• **WHAT IS EXPECTED**: Each record below is to be copied word for word, with pictures removed.

• **SOURCE MATERIAL**:
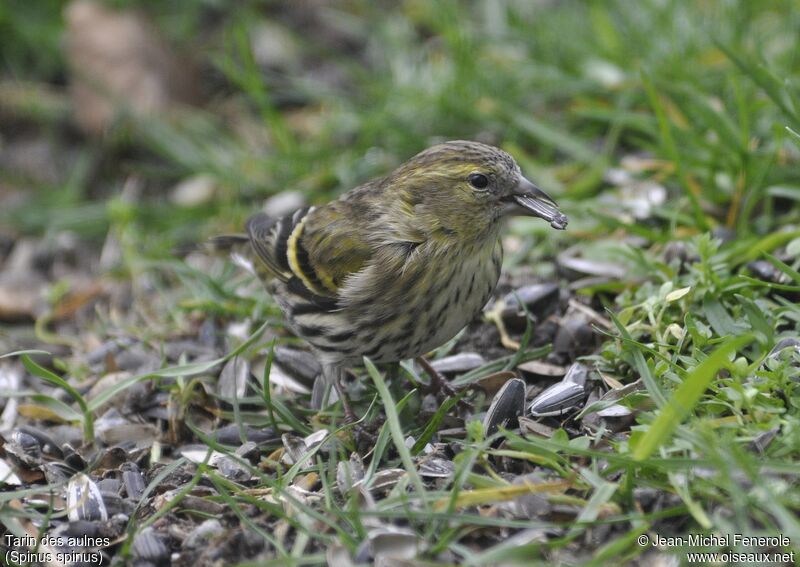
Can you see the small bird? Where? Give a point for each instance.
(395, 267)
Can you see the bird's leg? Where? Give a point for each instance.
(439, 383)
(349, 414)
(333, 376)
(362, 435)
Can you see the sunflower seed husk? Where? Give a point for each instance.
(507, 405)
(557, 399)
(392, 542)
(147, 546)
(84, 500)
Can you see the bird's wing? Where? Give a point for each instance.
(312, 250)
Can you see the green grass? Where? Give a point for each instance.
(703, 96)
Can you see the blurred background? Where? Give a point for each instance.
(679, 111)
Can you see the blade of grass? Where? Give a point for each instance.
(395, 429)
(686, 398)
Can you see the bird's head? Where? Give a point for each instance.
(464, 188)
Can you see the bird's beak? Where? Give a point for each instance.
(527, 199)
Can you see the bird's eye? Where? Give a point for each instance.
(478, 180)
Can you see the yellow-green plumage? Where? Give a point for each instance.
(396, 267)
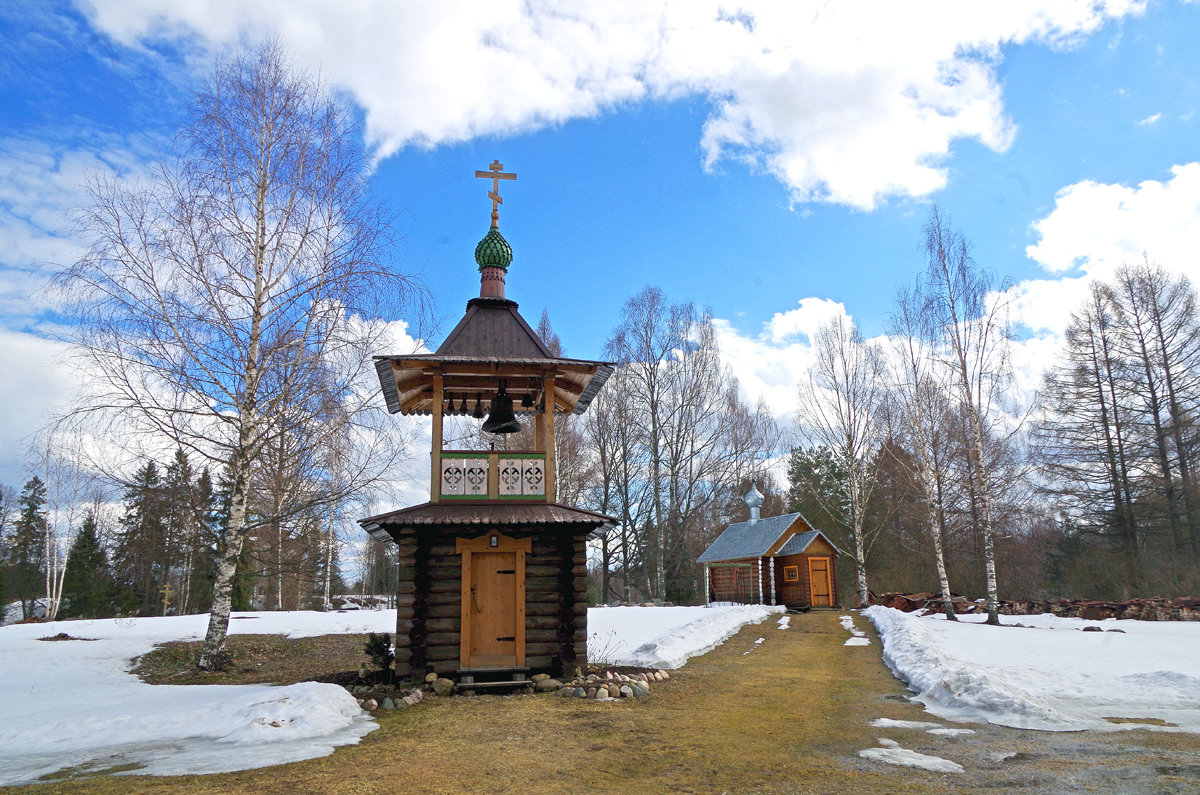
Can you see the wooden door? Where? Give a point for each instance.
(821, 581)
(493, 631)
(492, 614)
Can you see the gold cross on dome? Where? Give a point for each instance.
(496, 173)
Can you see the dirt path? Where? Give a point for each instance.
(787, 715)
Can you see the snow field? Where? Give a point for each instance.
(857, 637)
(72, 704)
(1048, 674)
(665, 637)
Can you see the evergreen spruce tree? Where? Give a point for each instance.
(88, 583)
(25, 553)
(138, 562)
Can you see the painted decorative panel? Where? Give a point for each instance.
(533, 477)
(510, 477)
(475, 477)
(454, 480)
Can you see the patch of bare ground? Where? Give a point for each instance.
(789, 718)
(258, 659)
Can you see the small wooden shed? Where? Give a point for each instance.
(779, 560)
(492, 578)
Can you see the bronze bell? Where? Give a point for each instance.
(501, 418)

• **TASK ANSWER**:
Can you see the small bird? Where? Give a point for each instance.
(395, 267)
Can you see the bird's leg? Where? Give a point for each instance.
(439, 383)
(349, 414)
(333, 376)
(362, 435)
Can you see the sunflower seed husk? Where? Give a point for each instance.
(507, 405)
(557, 399)
(392, 542)
(147, 546)
(84, 500)
Can you see the bird's wing? Where? Give a point for each instance.
(312, 250)
Can you see the green grass? Where? Give a point for each instance.
(703, 96)
Can you see the blurred background? Where? Give a point for each instance.
(679, 111)
Can you see the blade of grass? Where? Give a point for each instance.
(395, 429)
(686, 398)
Can you see the bird's head? Where? Give a point for each instance.
(464, 188)
Can you see the bird's beak? Where? Give a point for each instance.
(527, 199)
Can you see the bird's eye? Where? Give a point for each instance.
(478, 180)
Can you see the yellow-green plumage? Where? Give a point for each instance.
(396, 267)
Can you see the wooden door? Where? Give a point for each instance.
(821, 581)
(493, 631)
(492, 614)
Can you see the gold cross on dome? Where? Give a point for each instance.
(496, 173)
Can you see the dirt path? Where? Give a point for each instance.
(787, 715)
Can you see the snow field? Where? Give a point for each instance.
(857, 637)
(72, 704)
(1048, 674)
(665, 637)
Can you see the evergreen spruce tree? Where? Give a point for each instance.
(88, 583)
(25, 553)
(138, 562)
Can you see the painted decorative panel? Where? Give a point for each instance.
(533, 477)
(510, 477)
(475, 477)
(454, 480)
Can you see the patch of bare ground? Where? Give a point for each instance.
(789, 718)
(258, 659)
Can you see the small wooden shed? Where? Give a point for each instance.
(779, 560)
(492, 578)
Can you see the bronze bell? Where? Give a point for each instance.
(501, 418)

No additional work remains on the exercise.